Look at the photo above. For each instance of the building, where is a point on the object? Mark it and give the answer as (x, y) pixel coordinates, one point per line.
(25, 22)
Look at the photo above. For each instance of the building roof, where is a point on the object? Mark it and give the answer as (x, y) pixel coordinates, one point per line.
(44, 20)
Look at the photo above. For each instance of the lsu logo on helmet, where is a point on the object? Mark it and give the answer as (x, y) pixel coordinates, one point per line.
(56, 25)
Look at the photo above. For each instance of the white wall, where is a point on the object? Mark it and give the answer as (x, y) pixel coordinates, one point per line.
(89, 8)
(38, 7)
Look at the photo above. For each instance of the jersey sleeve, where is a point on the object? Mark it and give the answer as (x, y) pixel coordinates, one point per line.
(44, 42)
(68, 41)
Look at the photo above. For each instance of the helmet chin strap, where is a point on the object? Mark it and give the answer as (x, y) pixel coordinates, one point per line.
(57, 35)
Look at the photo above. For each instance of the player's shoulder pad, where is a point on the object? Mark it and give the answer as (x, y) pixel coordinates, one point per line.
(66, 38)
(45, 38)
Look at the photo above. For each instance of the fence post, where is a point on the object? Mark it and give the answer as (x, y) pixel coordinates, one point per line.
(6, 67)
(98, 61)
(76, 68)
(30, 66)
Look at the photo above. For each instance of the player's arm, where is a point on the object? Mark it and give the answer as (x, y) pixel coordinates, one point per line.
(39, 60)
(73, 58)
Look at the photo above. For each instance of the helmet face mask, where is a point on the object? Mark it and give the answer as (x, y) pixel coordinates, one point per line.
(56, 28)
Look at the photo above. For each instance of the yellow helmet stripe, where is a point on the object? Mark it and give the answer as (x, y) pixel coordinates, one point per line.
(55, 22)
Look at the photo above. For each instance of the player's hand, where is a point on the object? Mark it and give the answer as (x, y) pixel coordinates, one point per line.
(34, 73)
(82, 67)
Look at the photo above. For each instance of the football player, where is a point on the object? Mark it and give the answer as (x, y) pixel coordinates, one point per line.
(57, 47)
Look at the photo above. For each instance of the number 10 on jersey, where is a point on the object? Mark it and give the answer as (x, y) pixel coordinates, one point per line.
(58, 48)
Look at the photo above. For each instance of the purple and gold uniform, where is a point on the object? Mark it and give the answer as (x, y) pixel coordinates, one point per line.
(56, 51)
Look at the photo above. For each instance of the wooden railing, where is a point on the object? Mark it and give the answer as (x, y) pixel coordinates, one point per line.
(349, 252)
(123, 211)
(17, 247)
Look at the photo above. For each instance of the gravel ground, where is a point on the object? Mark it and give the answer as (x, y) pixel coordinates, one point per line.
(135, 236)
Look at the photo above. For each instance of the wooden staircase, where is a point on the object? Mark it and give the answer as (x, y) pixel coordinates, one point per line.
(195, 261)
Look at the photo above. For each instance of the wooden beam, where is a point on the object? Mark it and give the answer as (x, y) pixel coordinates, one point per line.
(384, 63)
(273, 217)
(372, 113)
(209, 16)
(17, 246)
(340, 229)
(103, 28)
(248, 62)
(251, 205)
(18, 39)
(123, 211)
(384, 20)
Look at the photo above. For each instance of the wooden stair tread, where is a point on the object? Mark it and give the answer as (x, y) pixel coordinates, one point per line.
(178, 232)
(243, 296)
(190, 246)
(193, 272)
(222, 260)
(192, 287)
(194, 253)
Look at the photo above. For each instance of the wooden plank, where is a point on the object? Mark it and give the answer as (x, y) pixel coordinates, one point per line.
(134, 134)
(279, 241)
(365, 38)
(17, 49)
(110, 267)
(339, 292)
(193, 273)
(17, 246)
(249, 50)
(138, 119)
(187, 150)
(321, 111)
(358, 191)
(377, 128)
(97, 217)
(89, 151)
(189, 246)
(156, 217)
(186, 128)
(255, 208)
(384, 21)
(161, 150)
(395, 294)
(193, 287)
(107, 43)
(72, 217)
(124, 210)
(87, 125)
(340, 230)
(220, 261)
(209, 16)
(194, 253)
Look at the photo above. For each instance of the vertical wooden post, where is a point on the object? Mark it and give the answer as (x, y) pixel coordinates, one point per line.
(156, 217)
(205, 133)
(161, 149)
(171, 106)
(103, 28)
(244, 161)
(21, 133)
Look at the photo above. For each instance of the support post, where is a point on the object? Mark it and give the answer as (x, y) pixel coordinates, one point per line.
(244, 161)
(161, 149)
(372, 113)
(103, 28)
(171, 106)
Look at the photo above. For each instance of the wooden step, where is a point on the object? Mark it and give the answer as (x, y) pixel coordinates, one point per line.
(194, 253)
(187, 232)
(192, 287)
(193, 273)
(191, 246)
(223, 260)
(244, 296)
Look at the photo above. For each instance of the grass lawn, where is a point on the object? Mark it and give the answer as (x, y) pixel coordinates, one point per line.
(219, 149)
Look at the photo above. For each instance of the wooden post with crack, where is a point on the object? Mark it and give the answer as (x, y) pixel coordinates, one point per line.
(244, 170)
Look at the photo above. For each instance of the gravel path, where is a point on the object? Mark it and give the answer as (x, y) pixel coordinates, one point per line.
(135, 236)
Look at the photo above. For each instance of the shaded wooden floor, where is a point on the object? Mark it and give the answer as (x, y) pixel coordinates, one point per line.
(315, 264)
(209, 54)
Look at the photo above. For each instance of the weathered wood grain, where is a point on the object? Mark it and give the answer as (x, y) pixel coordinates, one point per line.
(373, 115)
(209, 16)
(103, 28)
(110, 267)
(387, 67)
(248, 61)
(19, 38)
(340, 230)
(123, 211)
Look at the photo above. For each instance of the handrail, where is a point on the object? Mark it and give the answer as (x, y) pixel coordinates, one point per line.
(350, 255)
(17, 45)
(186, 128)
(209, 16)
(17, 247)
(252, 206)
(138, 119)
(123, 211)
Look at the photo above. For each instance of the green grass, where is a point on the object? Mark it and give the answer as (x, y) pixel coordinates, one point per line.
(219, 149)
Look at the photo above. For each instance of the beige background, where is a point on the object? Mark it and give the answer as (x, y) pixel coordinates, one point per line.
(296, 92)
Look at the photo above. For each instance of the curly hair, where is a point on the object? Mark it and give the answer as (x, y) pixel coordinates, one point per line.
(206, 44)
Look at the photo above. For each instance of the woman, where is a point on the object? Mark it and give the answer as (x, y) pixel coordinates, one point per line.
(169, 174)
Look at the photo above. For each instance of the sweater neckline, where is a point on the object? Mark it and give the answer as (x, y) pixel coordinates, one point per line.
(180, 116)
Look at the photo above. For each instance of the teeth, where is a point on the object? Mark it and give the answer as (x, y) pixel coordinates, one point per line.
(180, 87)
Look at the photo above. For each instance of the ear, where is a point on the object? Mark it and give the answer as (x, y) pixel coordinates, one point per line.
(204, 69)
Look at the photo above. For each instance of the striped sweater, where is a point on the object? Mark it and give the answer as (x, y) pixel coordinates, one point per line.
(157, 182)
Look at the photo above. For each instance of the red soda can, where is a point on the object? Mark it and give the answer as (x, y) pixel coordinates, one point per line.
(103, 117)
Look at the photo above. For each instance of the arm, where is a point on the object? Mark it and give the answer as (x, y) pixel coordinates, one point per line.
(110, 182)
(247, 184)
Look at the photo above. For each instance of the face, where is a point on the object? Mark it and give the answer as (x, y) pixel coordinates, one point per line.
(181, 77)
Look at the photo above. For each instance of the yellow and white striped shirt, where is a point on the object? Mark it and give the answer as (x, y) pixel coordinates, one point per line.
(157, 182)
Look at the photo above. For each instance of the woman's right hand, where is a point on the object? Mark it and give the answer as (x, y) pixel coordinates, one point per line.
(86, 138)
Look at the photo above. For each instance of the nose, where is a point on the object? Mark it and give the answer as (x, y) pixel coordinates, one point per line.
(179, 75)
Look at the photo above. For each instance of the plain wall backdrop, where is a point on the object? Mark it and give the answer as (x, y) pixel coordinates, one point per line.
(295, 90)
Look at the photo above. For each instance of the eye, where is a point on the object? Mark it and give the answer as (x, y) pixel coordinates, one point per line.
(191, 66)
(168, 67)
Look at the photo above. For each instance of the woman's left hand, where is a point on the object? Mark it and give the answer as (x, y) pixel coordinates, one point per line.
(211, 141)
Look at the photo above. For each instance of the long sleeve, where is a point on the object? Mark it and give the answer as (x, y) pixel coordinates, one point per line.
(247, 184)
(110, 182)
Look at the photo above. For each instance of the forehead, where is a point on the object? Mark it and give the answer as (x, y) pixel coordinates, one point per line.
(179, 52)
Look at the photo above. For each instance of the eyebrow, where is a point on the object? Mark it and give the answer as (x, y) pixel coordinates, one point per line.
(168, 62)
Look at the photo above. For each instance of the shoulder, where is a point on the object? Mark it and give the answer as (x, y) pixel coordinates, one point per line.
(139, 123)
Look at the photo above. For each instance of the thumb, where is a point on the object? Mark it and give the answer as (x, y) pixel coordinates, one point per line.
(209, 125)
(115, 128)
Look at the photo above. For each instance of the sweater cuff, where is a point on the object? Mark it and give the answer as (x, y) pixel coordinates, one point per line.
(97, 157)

********

▸ **Requisitos do problema**:
Organize em uma tabela Markdown, com as colunas "Nº" e "Linha", as linhas dos dados desde a que contém "the thumb, where" até o final, inclusive. Omita as linhas em branco.

▸ **Solução do exercício**:
| Nº | Linha |
|---|---|
| 1 | Look at the photo above. For each instance of the thumb, where is a point on the object? Mark it and give the answer as (x, y) pixel coordinates, one point per line. |
| 2 | (209, 125) |
| 3 | (115, 128) |
| 4 | Look at the photo above. For each instance of the sweater cuff, where is a point on the object? Mark it and give the answer as (x, y) pixel coordinates, one point per line. |
| 5 | (97, 157) |